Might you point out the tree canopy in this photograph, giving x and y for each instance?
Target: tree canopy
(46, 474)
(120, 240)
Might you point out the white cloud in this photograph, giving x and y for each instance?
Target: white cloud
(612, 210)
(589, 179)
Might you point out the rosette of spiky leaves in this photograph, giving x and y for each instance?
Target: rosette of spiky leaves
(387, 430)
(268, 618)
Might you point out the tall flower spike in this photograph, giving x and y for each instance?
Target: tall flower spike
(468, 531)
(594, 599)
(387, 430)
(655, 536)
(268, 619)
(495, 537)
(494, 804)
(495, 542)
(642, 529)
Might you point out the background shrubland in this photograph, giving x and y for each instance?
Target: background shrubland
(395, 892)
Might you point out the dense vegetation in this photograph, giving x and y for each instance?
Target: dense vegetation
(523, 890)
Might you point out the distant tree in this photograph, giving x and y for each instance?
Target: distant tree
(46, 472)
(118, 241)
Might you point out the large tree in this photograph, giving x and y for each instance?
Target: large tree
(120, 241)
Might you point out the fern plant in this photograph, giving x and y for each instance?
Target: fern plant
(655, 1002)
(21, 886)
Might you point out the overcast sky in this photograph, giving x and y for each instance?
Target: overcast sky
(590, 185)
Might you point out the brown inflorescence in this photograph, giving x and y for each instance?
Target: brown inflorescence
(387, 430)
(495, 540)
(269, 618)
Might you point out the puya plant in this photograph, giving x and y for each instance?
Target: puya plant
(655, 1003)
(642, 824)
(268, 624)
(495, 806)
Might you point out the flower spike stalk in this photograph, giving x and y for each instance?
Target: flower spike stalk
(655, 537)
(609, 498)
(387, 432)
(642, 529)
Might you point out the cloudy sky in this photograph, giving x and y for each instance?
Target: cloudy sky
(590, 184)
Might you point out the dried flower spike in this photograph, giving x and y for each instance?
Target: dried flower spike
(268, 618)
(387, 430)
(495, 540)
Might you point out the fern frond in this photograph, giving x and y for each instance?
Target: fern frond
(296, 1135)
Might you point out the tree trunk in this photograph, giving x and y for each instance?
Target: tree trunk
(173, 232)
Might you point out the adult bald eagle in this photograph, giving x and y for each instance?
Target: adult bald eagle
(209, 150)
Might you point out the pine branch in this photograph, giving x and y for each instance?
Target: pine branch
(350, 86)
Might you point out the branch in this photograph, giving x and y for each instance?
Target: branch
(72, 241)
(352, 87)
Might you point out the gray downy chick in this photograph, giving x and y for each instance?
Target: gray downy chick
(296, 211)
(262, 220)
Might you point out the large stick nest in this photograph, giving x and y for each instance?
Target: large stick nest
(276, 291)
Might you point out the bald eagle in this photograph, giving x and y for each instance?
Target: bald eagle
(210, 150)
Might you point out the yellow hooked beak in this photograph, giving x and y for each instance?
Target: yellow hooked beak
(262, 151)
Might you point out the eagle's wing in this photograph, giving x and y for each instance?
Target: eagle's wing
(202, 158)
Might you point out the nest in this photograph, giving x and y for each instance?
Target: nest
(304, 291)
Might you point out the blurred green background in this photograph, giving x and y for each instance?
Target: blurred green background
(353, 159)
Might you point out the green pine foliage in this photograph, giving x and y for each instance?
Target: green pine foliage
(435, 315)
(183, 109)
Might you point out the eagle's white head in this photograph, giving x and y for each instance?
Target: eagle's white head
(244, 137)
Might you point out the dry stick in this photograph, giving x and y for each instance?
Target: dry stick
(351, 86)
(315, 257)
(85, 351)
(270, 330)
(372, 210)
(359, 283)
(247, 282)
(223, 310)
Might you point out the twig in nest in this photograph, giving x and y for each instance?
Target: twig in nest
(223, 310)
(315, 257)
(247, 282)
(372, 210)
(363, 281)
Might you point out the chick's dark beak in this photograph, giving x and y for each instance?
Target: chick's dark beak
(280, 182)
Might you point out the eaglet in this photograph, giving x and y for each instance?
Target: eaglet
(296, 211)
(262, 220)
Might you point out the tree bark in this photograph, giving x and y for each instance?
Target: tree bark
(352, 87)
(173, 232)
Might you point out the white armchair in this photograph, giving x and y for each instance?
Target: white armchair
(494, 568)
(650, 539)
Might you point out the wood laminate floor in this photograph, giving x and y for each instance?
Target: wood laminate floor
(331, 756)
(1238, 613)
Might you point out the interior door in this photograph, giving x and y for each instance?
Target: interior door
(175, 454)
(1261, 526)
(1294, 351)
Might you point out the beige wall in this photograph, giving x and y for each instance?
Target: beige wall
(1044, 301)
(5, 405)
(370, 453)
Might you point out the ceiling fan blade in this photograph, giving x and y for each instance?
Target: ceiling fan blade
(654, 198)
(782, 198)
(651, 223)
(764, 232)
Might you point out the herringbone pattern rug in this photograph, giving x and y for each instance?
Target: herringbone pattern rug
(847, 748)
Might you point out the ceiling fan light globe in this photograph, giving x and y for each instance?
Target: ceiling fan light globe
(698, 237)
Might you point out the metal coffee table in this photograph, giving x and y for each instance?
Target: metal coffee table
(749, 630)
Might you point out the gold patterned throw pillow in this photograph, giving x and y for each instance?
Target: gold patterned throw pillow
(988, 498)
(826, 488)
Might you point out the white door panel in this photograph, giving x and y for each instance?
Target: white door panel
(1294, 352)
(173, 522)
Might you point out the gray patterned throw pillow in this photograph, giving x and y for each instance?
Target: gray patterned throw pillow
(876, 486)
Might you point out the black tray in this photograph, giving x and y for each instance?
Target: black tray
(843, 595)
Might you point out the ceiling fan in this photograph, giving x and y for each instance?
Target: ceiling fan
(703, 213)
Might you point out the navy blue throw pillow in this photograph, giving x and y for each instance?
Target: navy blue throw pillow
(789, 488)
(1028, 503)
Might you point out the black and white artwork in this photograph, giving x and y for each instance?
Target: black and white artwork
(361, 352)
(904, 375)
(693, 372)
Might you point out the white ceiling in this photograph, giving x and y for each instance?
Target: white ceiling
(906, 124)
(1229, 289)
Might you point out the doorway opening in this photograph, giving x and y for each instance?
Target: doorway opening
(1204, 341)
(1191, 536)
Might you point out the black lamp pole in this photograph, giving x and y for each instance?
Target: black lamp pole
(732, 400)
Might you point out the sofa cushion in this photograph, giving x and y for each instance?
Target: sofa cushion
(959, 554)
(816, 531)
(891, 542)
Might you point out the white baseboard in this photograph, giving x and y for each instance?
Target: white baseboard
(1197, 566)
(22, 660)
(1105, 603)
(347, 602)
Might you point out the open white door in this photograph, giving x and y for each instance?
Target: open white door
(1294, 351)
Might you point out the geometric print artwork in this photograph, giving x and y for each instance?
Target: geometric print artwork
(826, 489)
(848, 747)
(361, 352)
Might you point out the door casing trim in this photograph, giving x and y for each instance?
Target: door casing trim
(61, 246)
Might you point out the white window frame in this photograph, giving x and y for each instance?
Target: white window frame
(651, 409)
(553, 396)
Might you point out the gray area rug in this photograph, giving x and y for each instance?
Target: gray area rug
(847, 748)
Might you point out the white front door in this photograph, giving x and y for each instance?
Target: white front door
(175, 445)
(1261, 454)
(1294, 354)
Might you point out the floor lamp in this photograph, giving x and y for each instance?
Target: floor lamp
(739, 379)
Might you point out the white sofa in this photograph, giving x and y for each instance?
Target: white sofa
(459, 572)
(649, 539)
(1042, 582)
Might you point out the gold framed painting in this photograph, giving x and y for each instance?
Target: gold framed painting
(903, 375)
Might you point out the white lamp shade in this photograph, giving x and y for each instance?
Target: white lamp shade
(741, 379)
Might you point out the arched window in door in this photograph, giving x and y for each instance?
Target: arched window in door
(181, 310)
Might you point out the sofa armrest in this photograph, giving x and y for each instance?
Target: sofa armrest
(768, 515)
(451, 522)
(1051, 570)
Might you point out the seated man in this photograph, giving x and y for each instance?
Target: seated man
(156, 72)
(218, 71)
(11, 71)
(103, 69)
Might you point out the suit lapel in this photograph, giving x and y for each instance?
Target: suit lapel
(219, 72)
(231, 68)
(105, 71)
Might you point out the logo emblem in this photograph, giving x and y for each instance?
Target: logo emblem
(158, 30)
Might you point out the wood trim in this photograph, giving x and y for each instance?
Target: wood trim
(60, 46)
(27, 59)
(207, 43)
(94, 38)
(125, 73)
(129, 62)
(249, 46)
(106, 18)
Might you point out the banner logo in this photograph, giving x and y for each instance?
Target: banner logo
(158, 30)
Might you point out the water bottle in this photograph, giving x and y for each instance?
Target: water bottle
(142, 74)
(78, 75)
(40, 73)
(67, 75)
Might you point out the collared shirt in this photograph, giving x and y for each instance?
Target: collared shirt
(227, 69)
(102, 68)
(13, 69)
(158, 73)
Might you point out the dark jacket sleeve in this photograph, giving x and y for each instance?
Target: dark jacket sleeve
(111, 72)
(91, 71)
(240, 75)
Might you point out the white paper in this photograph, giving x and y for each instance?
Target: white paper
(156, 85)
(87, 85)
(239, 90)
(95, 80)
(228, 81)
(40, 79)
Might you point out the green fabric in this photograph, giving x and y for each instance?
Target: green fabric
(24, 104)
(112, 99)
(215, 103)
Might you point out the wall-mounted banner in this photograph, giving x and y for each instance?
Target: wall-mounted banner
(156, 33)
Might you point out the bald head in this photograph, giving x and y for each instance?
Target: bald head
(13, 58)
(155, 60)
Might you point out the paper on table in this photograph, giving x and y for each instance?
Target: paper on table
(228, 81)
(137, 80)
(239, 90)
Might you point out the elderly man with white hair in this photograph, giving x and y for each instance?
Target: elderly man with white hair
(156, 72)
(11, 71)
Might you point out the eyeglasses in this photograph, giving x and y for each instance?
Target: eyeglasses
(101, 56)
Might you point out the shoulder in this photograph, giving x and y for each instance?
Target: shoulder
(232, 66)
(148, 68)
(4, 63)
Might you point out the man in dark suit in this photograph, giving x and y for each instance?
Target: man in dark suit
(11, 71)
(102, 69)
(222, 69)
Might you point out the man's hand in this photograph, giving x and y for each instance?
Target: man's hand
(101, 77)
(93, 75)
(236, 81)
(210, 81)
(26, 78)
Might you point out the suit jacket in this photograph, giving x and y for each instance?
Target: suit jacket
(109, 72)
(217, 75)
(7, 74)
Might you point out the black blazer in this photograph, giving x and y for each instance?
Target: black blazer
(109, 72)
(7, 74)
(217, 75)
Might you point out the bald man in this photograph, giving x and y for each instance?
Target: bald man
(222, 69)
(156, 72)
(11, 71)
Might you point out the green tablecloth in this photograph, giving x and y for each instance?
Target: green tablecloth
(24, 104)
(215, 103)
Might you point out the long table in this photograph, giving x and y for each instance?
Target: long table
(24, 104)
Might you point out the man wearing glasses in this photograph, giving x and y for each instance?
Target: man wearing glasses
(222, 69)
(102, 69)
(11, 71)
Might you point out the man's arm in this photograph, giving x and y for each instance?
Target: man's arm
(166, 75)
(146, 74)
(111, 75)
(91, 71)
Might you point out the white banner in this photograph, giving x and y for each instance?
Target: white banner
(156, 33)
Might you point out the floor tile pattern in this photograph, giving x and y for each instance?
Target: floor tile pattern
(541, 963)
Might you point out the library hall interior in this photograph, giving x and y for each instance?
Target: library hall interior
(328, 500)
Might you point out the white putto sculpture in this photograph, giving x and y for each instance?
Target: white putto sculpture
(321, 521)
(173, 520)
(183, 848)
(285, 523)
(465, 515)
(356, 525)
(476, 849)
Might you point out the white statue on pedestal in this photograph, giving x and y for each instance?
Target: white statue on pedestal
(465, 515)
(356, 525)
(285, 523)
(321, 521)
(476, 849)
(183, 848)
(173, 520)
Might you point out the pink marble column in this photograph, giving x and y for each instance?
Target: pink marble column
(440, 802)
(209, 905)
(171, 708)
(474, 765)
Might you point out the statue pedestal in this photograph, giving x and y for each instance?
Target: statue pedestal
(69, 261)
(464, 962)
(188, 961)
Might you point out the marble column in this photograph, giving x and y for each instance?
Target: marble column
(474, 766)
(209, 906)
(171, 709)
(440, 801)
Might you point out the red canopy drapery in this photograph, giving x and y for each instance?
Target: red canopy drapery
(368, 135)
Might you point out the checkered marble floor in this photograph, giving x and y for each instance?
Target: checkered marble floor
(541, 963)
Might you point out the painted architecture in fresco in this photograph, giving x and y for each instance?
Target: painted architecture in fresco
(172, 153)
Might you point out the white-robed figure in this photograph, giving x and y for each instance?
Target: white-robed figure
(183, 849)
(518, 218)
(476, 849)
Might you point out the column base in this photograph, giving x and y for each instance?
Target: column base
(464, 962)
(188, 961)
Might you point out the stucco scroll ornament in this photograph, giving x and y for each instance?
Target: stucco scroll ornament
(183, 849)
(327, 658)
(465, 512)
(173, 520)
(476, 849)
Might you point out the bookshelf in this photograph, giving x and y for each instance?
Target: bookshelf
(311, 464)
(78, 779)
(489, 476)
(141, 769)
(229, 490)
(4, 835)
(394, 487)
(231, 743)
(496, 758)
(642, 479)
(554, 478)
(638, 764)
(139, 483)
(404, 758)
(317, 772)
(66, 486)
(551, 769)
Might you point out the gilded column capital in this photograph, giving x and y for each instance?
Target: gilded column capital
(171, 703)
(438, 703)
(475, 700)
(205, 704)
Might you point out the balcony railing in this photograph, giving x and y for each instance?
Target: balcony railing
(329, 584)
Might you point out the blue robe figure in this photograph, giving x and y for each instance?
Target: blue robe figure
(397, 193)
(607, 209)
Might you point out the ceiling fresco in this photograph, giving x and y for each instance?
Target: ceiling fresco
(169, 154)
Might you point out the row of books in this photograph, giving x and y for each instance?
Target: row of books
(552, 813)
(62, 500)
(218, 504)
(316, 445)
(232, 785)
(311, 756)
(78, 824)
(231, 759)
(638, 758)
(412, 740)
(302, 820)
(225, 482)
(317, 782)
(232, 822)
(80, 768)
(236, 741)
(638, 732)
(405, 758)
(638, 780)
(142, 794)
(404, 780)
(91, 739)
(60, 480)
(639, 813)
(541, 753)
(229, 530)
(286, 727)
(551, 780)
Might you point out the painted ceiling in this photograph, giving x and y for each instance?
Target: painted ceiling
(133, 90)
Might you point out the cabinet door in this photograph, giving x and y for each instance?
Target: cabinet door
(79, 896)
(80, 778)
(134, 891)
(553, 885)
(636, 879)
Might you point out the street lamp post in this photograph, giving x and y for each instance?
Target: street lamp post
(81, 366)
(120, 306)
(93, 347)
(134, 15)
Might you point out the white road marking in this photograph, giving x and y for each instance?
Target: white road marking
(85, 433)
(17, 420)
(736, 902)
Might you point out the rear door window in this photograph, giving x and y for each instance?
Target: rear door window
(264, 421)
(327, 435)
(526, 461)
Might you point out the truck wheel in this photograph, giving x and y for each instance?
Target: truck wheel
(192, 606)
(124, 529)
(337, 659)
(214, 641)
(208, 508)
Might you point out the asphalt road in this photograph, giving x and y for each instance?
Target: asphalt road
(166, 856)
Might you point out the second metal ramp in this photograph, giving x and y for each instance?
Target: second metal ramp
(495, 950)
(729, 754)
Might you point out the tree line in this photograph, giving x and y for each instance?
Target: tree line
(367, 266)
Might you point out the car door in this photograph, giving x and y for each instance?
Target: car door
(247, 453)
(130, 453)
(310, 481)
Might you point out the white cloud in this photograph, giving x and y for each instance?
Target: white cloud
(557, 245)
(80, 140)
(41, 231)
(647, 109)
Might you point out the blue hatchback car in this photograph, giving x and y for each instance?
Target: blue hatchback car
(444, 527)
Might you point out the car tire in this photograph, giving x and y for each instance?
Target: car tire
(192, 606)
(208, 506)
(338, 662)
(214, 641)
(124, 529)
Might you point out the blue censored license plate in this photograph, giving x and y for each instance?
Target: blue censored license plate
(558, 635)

────

WHAT YOU NEED TO DO
Only the lines above starting at the line that holds "Target: man in dark suit" and ending at the line that holds "Might you point out the suit jacket" are to be repeated, exactly and in full.

EXERCISE SOLUTION
Target: man in dark suit
(11, 71)
(102, 69)
(222, 69)
Might you point out the man's hand in this photograph, giving x and y for each instance?
Target: man's hand
(101, 77)
(93, 75)
(236, 81)
(210, 81)
(26, 78)
Might you point out the suit jacket in this photograph, giving x and y for each instance?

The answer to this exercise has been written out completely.